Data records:
·····

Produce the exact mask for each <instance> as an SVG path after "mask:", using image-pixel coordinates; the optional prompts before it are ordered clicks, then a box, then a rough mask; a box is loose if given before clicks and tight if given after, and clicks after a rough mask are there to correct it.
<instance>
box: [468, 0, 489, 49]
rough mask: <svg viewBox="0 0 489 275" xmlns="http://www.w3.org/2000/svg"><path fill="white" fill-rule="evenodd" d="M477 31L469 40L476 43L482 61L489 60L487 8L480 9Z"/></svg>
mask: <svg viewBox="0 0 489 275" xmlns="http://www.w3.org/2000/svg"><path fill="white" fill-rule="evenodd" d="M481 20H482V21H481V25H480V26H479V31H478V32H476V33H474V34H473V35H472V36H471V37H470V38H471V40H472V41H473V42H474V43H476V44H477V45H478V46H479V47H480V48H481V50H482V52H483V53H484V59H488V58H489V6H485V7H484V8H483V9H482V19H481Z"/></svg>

·····

EXERCISE BRIEF.
Every line in the records above that contains the word "instance" is to be copied out.

SOLUTION.
Produce the exact mask for each <instance> as an SVG path after "mask:", using image-pixel coordinates; the optional prompts before it are ordered clicks, then a box, then a rough mask; a box is loose if given before clicks and tight if given after, and clicks after a rough mask are there to correct it.
<instance>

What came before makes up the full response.